Exercise | Quote only the lines that start at the line with "instance of the sky" and run to the end of the entries; omit the pictures.

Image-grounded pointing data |
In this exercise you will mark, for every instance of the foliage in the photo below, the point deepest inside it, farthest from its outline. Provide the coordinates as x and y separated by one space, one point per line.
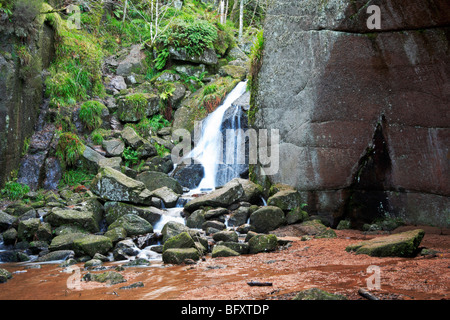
161 60
161 150
131 156
193 35
155 123
75 177
76 72
69 148
14 190
90 114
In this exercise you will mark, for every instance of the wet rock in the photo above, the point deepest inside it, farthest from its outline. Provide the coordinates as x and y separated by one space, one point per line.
112 185
83 219
403 244
6 221
267 219
28 228
262 243
196 219
223 251
53 174
226 236
115 210
10 236
179 255
189 176
133 224
208 56
5 275
92 244
167 195
317 294
116 234
181 240
56 255
296 215
154 180
65 241
113 147
132 63
286 200
136 106
171 229
109 277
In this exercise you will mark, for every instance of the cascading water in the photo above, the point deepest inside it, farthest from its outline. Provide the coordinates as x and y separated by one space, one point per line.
209 149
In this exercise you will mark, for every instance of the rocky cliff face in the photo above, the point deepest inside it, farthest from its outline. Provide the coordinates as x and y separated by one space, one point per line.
363 114
24 53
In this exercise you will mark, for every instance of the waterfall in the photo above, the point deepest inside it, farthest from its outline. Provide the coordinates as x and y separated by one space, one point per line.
209 149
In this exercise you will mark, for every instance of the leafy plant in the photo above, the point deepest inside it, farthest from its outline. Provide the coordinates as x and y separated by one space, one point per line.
69 148
14 190
131 156
161 150
90 114
161 60
75 177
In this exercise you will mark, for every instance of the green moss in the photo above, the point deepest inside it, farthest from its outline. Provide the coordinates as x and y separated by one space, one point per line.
69 148
90 114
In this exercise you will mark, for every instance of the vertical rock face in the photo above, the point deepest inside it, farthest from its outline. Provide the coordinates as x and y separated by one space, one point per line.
21 89
363 114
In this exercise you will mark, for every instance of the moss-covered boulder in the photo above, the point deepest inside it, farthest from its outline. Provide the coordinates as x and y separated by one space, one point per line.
287 199
136 106
296 215
263 243
113 185
92 244
196 219
109 277
5 275
83 219
236 72
317 294
65 241
155 180
115 210
133 225
267 219
172 228
182 240
28 228
404 244
223 251
179 255
226 235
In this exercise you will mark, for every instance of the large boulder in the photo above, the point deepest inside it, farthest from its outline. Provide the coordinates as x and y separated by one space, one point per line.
402 244
267 219
133 224
154 180
113 185
361 121
263 243
286 200
223 197
133 62
83 219
179 255
208 57
92 244
115 210
136 106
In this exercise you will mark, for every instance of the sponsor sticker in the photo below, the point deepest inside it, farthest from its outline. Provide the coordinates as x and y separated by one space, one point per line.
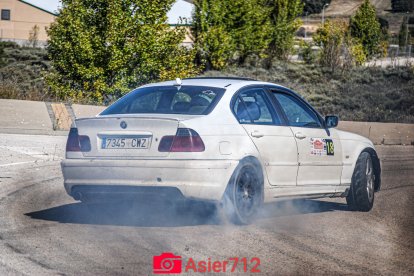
168 263
321 147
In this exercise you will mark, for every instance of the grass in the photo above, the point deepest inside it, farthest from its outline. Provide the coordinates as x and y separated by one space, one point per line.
362 94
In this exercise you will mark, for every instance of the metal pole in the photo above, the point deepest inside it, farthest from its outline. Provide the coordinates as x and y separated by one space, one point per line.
306 23
406 36
323 13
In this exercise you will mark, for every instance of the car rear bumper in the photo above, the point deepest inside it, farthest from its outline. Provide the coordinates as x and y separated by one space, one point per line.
198 179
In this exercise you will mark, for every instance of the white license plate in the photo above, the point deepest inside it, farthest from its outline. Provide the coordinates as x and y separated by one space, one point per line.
125 142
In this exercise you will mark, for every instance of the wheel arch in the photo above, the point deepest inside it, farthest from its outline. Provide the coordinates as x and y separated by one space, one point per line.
377 167
247 159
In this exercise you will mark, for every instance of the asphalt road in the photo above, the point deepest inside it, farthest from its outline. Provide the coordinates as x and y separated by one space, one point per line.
43 231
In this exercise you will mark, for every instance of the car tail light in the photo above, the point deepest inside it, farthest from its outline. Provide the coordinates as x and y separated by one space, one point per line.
185 140
77 142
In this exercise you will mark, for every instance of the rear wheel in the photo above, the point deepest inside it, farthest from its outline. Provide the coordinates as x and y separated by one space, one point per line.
244 195
361 194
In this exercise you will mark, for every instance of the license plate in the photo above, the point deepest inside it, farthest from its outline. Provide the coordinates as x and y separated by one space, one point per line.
126 143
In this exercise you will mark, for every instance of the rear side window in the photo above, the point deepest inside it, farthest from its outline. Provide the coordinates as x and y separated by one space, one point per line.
297 113
252 107
191 100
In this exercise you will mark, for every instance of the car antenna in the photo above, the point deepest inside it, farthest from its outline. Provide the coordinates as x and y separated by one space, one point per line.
178 82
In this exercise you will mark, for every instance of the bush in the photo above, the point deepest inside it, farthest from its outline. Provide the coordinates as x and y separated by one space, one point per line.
359 94
365 27
21 75
101 49
314 6
228 31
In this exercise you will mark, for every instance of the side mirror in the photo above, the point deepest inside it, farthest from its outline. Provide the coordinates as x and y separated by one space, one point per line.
331 121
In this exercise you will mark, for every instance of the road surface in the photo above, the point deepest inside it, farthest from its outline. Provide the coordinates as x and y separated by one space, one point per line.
43 231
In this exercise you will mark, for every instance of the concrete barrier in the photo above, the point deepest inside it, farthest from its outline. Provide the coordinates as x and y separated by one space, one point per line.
382 133
29 115
82 111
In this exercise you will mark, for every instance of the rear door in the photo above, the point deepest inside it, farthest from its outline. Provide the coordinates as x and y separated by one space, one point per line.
319 149
274 141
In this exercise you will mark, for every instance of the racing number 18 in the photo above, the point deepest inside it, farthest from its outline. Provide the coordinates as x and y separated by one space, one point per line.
330 147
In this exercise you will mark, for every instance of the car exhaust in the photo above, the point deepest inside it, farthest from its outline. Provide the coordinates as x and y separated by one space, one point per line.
77 195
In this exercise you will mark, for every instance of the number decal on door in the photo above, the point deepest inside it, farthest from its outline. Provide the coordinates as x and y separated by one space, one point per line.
330 149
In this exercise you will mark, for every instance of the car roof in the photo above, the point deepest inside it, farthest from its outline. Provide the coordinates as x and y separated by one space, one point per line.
220 82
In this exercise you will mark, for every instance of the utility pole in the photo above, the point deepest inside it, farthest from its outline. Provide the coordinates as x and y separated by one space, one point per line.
323 12
406 34
306 22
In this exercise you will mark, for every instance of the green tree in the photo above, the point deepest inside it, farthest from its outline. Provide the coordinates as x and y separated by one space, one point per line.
103 48
229 30
285 21
339 49
365 28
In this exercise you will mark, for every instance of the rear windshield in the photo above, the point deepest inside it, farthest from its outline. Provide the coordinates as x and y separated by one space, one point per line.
192 100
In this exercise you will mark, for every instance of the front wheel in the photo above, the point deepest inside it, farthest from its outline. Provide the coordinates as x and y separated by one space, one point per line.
361 194
244 194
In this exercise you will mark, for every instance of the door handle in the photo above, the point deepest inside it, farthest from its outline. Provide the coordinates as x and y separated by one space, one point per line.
257 134
300 135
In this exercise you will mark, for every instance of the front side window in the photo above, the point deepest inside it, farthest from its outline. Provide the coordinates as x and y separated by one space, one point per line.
297 113
5 14
191 100
252 107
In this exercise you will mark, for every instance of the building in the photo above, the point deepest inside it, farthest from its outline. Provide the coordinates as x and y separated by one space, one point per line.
19 18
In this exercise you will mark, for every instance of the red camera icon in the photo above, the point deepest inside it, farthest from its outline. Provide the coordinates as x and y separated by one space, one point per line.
166 263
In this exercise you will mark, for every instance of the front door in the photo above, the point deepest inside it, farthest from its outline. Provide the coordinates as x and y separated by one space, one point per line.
275 143
319 149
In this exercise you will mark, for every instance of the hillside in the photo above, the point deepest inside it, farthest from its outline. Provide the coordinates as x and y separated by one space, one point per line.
343 9
362 94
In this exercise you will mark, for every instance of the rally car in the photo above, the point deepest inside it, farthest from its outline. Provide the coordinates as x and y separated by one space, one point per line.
237 142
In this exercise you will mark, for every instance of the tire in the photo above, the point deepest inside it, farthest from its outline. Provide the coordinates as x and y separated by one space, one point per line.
361 194
244 194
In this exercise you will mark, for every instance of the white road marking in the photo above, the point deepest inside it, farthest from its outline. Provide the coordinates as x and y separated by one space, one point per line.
17 163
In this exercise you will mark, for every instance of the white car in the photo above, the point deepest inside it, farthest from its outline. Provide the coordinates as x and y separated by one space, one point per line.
236 141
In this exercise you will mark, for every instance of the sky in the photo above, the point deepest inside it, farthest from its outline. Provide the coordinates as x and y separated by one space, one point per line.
179 9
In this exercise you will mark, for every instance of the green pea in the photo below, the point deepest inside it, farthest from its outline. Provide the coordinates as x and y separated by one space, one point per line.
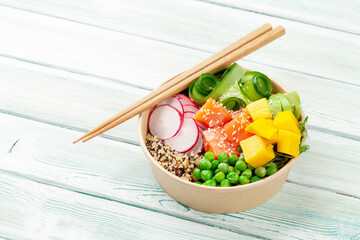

Response to this task |
In this exercise you will mark, for every instance of the sky in the photo above, the point deepest inside it, farthest from its outline. Provide the coordinates as x and y separated by one space, one point per line.
179 9
In this exercise you will mark, for every instance of the green pea in the photo below, the point deepest inside it, farthest from its outline. Provide the coordinates as x and y separated by one space, one point per line.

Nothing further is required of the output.